▶ **AIM A**:
List every line in the records below that contains the string "chrome". Matching is case-sensitive.

>> begin PAGE

# What is the coolest Fendi Spy color?



## TheArtofAcquisition

I was wondering, for those of us who love the spy, which is the coolest color? Which one is the spy of spies? The top of the toppermost? And which one is the hardest to find? The honey spy, the white, the zucca print, the gold/silver, the suede silver, the fortuny leather hologram and more etc. etc.?


----------



## TheArtofAcquisition




----------



## Coldplaylover

The one that came out first with the sequins is still my favorite.  I held the velvet squirrel one and it was very luxurious.


----------



## TheArtofAcquisition

Coldplaylover said:
			
		

> The one that came out first with the sequins is still my favorite. I held the velvet squirrel one and it was very luxurious.


 
I don't think I have seen that one. Do you have a picture? Are you talking about this one?


----------



## pursemama

For me, it's the Lambskin Cognac and Black Spy bags, they're nothing fancy but, they're so easy to wear.


----------



## LVgirly

Cognac is my favorite but white and hologram is the coolest! I'm not a big fan of the zucca.

>> end PAGE
>> begin STORED ROWS

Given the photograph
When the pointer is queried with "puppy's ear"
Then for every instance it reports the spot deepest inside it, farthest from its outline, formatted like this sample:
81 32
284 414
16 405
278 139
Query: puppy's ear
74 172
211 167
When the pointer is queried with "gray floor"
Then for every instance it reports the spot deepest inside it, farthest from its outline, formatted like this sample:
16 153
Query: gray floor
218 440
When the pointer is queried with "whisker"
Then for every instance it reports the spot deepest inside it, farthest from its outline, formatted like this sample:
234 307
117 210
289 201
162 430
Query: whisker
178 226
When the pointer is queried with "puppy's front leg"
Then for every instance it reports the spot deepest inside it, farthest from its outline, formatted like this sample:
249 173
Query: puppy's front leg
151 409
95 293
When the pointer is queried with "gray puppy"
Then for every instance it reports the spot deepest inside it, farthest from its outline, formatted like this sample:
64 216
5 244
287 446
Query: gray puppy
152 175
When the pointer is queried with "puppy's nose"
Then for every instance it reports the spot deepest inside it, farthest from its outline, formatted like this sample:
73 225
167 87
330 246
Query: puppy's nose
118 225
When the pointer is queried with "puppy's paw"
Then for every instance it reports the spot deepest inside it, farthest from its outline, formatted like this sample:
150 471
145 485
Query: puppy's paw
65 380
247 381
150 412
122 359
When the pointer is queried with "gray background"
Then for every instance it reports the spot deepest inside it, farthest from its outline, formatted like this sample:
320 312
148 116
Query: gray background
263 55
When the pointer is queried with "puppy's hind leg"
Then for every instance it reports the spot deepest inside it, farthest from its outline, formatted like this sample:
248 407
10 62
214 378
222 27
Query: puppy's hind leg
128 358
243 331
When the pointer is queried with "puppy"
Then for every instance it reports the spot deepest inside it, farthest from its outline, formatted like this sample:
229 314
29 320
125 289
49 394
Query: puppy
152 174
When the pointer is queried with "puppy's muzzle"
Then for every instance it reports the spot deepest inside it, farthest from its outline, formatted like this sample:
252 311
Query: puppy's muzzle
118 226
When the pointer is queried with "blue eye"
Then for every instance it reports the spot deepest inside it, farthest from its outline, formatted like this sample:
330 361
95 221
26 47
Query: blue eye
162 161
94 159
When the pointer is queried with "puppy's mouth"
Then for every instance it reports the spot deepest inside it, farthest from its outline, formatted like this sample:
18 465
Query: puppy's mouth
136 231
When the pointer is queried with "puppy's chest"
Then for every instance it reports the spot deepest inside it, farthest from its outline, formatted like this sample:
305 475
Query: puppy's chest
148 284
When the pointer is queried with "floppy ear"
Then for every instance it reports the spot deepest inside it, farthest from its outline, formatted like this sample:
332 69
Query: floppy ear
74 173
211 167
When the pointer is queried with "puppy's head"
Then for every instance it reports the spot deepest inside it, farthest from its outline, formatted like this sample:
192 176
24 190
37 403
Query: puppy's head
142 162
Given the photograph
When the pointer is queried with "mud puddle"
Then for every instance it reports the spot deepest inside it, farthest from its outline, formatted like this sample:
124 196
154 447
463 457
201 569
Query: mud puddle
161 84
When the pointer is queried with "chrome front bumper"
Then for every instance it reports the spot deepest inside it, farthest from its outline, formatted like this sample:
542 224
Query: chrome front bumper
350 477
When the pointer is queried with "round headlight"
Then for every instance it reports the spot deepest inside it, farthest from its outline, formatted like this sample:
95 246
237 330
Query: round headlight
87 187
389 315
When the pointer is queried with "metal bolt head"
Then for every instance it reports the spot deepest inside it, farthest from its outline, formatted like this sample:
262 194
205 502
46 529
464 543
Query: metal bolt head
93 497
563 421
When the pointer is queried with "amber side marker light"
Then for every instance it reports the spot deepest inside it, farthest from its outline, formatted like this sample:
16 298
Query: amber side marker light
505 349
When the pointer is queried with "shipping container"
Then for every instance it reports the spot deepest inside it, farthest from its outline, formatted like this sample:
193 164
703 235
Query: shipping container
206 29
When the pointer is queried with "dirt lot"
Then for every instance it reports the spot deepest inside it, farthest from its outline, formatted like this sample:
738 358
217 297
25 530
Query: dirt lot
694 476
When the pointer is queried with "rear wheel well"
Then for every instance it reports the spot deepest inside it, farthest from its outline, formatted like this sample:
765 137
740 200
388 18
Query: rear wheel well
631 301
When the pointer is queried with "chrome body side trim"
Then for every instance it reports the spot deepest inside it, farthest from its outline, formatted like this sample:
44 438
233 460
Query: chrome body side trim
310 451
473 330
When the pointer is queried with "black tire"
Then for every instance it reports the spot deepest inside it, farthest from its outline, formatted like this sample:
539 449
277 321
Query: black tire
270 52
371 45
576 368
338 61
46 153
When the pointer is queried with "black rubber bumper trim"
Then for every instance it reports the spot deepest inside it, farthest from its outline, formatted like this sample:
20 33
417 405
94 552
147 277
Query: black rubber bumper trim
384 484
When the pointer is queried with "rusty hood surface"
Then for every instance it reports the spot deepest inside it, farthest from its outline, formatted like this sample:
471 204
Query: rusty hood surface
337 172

>> end STORED ROWS

▶ **AIM B**:
Answer these from the Fendi Spy thread above:
(i) Which Spy did Coldplaylover hold and describe as very luxurious?
(ii) Which Spy bags does pursemama name as personal favorites?
(iii) Which print does LVgirly say she is not a big fan of?

▶ **PROBLEM SOLUTION A**:
When the pointer is queried with "chrome front bumper"
Query: chrome front bumper
When the pointer is queried with "chrome body side trim"
Query: chrome body side trim

▶ **PROBLEM SOLUTION B**:
(i) The velvet squirrel one
(ii) The Lambskin Cognac and Black Spy bags
(iii) The zucca